▶ [EXTRACT TO READ]:

▬▬▬▬▬▬

# Homemade Cordless Drill / Ice Auger Adapter



## Ruminator

This is a nice home-made piece that a good friend made for me from parts found for the most part at the hardware store.
I matched a Milwaukee 18v to my new Strikemaster Lazer 7", and it ran down thru the ice! Under 15 seconds to pop thru 7"-8" of ice.

I hope this can help someone else.

Parts List

1 - coupling nut: 1/2" x1/2" (2 drilled holes 3/32" for two spring pins)

1 - hex nut: 1/2"

1 - hex bolt: 1/2" x 8" with 1 5/8" of threading (cut hex head and excess length off)

1 - 11/16" x 6 3/4" threaded steel rod on one end to 1/2" threads 5/8" in length

(drilled hole 1/4" through rod for Lazer T-bolt to fit through, allowing as much length as will fit into the Lazer)

2 - fender washers: 1/2" ID

2 - spring pins: 3/32" x 11/16"

▬▬▬▬▬▬

▶ [COMPLETE THE FOLLOWING]:
a – Name each part in the parts list of the ice auger adapter post, leaving out quantities and sizes.
b – Put this sentence from the ice auger adapter post into Spanish: "This is a nice home-made piece that a good friend made for me from parts found for the most part at the hardware store."
c – Go on with the post about the homemade drill and ice auger adapter, starting after its last line.
The rows that come next have nothing to do with the ice auger adapter post.

▬▬▬▬▬▬

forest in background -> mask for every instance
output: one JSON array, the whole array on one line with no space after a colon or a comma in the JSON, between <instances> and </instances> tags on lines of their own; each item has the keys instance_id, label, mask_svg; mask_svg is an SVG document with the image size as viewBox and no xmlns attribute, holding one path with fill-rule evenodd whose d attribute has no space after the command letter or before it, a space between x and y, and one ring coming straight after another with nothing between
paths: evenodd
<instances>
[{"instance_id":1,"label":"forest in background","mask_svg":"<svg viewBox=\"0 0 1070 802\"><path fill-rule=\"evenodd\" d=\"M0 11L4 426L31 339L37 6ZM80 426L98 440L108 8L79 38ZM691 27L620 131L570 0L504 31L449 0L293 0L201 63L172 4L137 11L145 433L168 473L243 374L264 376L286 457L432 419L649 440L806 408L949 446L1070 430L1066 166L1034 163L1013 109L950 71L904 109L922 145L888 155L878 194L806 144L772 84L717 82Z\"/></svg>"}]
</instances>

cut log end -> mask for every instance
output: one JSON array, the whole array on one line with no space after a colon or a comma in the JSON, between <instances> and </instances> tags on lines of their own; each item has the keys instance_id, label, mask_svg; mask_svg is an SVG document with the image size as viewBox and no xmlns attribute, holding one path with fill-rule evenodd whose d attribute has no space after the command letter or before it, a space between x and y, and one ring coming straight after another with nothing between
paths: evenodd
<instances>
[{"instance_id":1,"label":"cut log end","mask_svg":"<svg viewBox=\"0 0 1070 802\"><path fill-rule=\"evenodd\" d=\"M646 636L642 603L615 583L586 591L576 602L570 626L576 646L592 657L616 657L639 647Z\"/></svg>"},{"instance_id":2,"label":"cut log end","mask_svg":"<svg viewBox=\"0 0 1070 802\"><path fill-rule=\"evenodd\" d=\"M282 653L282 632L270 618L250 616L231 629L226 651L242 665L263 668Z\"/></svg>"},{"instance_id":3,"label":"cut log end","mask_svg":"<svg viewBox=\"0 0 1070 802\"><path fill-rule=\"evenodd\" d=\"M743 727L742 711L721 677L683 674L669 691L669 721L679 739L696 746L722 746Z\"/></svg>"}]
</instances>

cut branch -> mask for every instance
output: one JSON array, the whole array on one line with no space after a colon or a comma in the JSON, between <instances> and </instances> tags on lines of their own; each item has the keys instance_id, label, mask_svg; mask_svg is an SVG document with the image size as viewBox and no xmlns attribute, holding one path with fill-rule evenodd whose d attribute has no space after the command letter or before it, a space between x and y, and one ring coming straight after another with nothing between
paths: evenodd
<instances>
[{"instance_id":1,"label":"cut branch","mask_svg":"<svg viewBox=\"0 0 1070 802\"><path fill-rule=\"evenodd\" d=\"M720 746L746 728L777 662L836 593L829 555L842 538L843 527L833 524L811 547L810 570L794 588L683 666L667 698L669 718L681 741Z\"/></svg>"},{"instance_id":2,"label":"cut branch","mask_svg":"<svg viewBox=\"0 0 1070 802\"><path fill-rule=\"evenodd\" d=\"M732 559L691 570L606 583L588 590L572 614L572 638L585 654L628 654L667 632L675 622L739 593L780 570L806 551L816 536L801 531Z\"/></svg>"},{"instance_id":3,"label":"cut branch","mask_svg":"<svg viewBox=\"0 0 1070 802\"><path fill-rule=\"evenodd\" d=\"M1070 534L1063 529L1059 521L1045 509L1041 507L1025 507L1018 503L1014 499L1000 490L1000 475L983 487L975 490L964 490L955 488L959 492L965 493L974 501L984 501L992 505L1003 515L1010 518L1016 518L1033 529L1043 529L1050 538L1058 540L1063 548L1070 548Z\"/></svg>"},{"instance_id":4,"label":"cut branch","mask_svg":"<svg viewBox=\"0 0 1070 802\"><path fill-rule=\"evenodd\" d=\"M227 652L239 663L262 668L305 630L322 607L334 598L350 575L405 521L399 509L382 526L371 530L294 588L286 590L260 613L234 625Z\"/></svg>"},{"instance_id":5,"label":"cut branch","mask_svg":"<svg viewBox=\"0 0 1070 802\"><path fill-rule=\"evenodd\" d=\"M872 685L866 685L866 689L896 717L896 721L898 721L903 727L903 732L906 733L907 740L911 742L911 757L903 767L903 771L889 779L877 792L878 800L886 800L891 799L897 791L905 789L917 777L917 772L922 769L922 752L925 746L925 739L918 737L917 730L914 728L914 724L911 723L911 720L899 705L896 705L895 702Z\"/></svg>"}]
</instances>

▬▬▬▬▬▬

▶ [TASK RESULTS]:
a – Coupling nut, hex nut, hex bolt, threaded steel rod, fender washers, spring pins

b – Esta es una bonita pieza casera que un buen amigo me hizo con piezas que, en su mayoría, se encontraron en la ferretería.

c –
1 - "safety disc" of needed diameter and material 
(mine is 1/8" steel plate) that I'm going to cut out center sections of to reduce weight. It will have a 1.5" exterior rim with four equally spaced 1.25" arms running to the center hub of a 2.5" diameter.

The last step will be to coat everything with Extend Rust Proofer.

[ Enlarge photos to observe details ]

(notice the drilled holes in the hex bolt and coupling nut to place the spring pins in to lock pieces together; Loctite might also work well in place of pinning- all rotations tighten up when drilling ice)

* I should say that the bolt shafts are not bowed like they appear in the pics.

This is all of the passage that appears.